---- Extracted records

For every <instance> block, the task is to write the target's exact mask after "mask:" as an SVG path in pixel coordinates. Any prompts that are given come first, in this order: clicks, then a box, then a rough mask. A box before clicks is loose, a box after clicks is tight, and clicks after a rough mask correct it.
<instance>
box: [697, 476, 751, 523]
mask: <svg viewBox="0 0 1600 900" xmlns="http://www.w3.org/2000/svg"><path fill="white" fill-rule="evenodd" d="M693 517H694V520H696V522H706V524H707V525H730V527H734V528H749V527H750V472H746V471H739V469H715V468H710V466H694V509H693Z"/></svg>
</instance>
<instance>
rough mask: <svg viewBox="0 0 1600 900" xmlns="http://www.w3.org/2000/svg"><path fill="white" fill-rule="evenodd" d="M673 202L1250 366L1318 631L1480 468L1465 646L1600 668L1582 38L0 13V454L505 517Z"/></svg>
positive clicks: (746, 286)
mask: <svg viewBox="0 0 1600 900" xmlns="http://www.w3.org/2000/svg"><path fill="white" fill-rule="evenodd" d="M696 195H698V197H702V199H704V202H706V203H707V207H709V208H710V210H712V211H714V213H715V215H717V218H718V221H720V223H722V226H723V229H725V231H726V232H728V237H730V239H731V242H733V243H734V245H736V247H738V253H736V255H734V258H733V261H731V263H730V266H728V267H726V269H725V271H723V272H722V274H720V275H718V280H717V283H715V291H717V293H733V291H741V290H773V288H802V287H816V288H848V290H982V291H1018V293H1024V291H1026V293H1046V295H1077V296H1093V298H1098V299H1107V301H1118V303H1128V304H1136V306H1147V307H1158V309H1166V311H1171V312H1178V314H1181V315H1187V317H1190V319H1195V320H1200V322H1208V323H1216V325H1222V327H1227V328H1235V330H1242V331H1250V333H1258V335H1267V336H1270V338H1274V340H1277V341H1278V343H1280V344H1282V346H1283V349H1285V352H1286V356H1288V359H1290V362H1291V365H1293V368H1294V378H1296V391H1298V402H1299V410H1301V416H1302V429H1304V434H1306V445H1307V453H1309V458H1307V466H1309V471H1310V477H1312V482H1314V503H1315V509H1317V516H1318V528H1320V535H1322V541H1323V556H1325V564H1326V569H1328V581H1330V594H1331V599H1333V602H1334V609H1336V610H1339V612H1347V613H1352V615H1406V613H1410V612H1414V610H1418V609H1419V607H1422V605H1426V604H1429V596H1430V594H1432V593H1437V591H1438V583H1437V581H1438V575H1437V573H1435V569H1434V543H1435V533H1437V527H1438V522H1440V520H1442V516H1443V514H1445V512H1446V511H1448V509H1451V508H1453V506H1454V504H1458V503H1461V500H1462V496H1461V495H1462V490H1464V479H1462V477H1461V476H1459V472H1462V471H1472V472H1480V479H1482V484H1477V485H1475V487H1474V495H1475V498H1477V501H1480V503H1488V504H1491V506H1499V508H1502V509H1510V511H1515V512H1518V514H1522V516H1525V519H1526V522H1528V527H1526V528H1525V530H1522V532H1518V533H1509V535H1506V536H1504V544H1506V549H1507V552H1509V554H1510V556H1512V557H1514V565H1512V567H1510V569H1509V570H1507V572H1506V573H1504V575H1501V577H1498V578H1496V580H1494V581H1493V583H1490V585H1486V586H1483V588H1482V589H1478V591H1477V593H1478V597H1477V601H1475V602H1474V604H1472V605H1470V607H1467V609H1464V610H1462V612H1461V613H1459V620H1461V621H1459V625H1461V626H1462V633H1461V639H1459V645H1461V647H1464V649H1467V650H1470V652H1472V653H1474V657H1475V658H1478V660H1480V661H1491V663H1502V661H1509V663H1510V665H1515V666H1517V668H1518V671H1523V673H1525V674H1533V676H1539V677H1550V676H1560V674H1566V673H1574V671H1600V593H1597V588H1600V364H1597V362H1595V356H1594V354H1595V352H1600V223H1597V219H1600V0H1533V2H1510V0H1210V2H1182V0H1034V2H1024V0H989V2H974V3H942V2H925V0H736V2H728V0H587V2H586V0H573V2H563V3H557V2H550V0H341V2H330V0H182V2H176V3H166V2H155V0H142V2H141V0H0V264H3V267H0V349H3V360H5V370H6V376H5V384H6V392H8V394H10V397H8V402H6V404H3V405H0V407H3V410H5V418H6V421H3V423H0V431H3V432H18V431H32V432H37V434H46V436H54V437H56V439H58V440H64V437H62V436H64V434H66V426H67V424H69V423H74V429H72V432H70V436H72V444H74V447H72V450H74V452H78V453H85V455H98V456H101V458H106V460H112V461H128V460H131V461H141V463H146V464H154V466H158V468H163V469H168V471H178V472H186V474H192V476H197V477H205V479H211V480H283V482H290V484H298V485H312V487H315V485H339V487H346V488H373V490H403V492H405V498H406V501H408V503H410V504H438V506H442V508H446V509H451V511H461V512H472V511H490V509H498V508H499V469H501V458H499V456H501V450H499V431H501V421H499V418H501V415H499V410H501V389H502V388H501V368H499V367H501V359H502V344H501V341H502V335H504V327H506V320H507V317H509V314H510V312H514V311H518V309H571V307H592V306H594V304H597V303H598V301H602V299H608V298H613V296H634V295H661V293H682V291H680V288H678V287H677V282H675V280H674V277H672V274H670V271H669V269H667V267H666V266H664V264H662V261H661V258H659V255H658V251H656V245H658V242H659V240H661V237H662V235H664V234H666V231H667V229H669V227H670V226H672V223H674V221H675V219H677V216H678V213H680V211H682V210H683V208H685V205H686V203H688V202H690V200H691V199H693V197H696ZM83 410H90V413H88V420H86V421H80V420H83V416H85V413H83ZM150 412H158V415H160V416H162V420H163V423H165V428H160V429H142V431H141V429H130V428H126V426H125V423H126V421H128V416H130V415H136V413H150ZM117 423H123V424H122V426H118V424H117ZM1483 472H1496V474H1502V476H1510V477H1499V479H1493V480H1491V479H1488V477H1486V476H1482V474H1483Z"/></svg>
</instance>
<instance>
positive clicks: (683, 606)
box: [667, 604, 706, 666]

--------

= Try it =
Top to bottom, set down the entries above word for word.

= Task output =
For every <instance> block, the task is to write the target's exact mask after "mask:" as an SVG path in pixel coordinates. Any prompts that are given come first, in this order: clicks, then a box, then a rough mask. A box before clicks is loose, a box after clicks is tight, and clicks after a rough mask correct it.
<instance>
box: [697, 476, 751, 523]
mask: <svg viewBox="0 0 1600 900" xmlns="http://www.w3.org/2000/svg"><path fill="white" fill-rule="evenodd" d="M693 517H694V520H696V522H706V524H707V525H730V527H734V528H749V527H750V472H746V471H739V469H715V468H710V466H694V509H693Z"/></svg>
</instance>
<instance>
rough mask: <svg viewBox="0 0 1600 900" xmlns="http://www.w3.org/2000/svg"><path fill="white" fill-rule="evenodd" d="M673 202L1250 366L1318 631L1480 468L1465 646L1600 668L1582 38L0 13V454L505 517Z"/></svg>
positive clicks: (746, 286)
mask: <svg viewBox="0 0 1600 900" xmlns="http://www.w3.org/2000/svg"><path fill="white" fill-rule="evenodd" d="M696 195H698V197H702V199H704V202H706V203H707V207H709V208H710V210H712V211H714V213H715V215H717V218H718V221H720V223H722V226H723V229H725V231H726V232H728V237H730V239H731V242H733V243H734V245H736V247H738V253H736V255H734V258H733V261H731V263H730V266H728V267H726V269H725V271H723V272H722V274H720V275H718V280H717V283H715V291H717V293H733V291H741V290H773V288H802V287H816V288H848V290H982V291H1018V293H1024V291H1026V293H1046V295H1077V296H1093V298H1098V299H1107V301H1118V303H1128V304H1136V306H1147V307H1158V309H1166V311H1171V312H1178V314H1181V315H1187V317H1190V319H1195V320H1200V322H1208V323H1216V325H1222V327H1227V328H1235V330H1242V331H1250V333H1258V335H1267V336H1270V338H1274V340H1277V341H1278V343H1280V344H1282V346H1283V349H1285V352H1286V356H1288V359H1290V362H1291V365H1293V368H1294V378H1296V391H1298V402H1299V410H1301V416H1302V429H1304V434H1306V445H1307V453H1309V458H1307V466H1309V471H1310V477H1312V482H1314V503H1315V509H1317V516H1318V528H1320V535H1322V541H1323V556H1325V564H1326V569H1328V581H1330V594H1331V599H1333V602H1334V609H1336V610H1339V612H1347V613H1352V615H1406V613H1410V612H1414V610H1418V609H1419V607H1422V605H1426V604H1429V596H1430V594H1432V593H1437V591H1438V583H1437V581H1438V575H1437V573H1435V569H1434V543H1435V533H1437V527H1438V522H1440V520H1442V516H1443V514H1445V512H1446V511H1448V509H1451V508H1453V506H1454V504H1458V503H1461V500H1462V496H1461V495H1462V490H1464V479H1462V477H1461V476H1459V472H1462V471H1472V472H1480V479H1482V484H1477V485H1475V487H1474V495H1475V498H1477V501H1480V503H1488V504H1491V506H1499V508H1502V509H1510V511H1515V512H1518V514H1522V516H1525V519H1526V522H1528V527H1526V528H1525V530H1522V532H1518V533H1509V535H1506V536H1504V544H1506V549H1507V552H1509V554H1510V556H1512V557H1514V565H1512V567H1510V569H1509V570H1507V572H1506V573H1504V575H1501V577H1498V578H1496V580H1494V581H1493V583H1490V585H1486V586H1483V588H1482V589H1478V591H1477V593H1478V597H1477V601H1475V602H1474V604H1472V605H1470V607H1467V609H1464V610H1462V612H1461V613H1459V620H1461V621H1459V625H1461V626H1462V633H1461V639H1459V645H1461V647H1464V649H1467V650H1470V652H1472V653H1474V657H1475V658H1478V660H1480V661H1491V663H1502V661H1509V663H1510V665H1515V666H1517V668H1518V671H1523V673H1525V674H1533V676H1539V677H1550V676H1560V674H1566V673H1574V671H1600V593H1597V588H1600V364H1597V362H1595V356H1594V354H1595V352H1600V223H1597V219H1600V0H1533V2H1510V0H1210V2H1182V0H1034V2H1024V0H989V2H974V3H942V2H925V0H736V2H728V0H587V2H586V0H573V2H563V3H557V2H550V0H341V2H330V0H182V2H176V3H166V2H155V0H142V2H141V0H0V264H3V267H0V349H3V360H5V370H6V376H5V384H6V392H8V394H10V397H8V402H6V404H3V405H0V407H3V410H5V418H6V421H3V423H0V431H3V432H18V431H32V432H37V434H46V436H54V437H56V439H58V440H64V437H62V436H64V434H66V426H67V424H69V423H74V429H72V432H70V436H72V444H74V447H72V450H74V452H78V453H85V455H98V456H101V458H106V460H112V461H128V460H131V461H141V463H146V464H154V466H158V468H163V469H168V471H178V472H186V474H192V476H197V477H205V479H211V480H283V482H290V484H298V485H312V487H315V485H339V487H346V488H373V490H403V492H405V498H406V501H408V503H410V504H438V506H442V508H446V509H451V511H461V512H472V511H490V509H498V508H499V469H501V458H499V456H501V450H499V431H501V421H499V418H501V415H499V410H501V389H502V388H501V368H499V367H501V359H502V344H501V341H502V335H504V327H506V320H507V317H509V314H510V312H514V311H518V309H571V307H592V306H594V304H597V303H598V301H602V299H608V298H613V296H634V295H661V293H682V291H680V288H678V287H677V282H675V280H674V277H672V274H670V271H669V269H667V267H666V266H664V264H662V261H661V258H659V255H658V251H656V245H658V242H659V240H661V237H662V235H664V234H666V231H667V229H669V227H670V226H672V223H674V221H675V219H677V216H678V213H680V211H682V210H683V208H685V205H686V203H688V202H690V200H691V199H693V197H696ZM83 410H90V413H88V420H86V421H80V420H83V416H85V413H83ZM150 412H158V415H160V416H162V420H163V423H165V428H160V429H142V431H141V429H130V428H126V426H125V423H126V421H128V416H130V415H136V413H150ZM117 423H123V424H122V426H118V424H117ZM1483 472H1496V474H1502V476H1510V477H1499V479H1493V480H1491V479H1488V477H1486V476H1482V474H1483Z"/></svg>
</instance>
<instance>
positive clicks: (683, 606)
box: [667, 604, 706, 666]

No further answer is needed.